WORK TO BE COMPLETED: Produce a word-for-word copy of the data that follows, excluding images.

(Beginning of ENTRIES SUPPLIED)

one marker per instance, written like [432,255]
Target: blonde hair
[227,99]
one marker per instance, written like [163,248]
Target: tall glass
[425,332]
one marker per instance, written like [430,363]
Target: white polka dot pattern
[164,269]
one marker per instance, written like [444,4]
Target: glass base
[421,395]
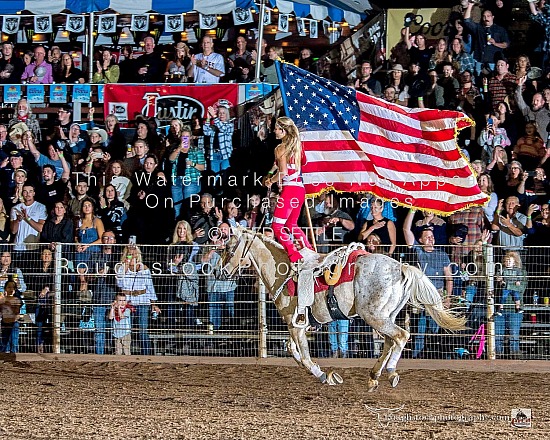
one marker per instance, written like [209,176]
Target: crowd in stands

(End of ENTRIES SUPPLIED)

RESULT OF THIS EXERCISE:
one marker per instance, written like [432,255]
Target: blonde hair
[227,99]
one marker per instance, written like [163,248]
Target: tall glass
[425,332]
one marker per instance, written like [430,363]
Target: white polka dot pattern
[164,269]
one marker per instance, written like [444,4]
Target: glass base
[421,395]
one marker per instance, written like [209,176]
Target: crowd in stands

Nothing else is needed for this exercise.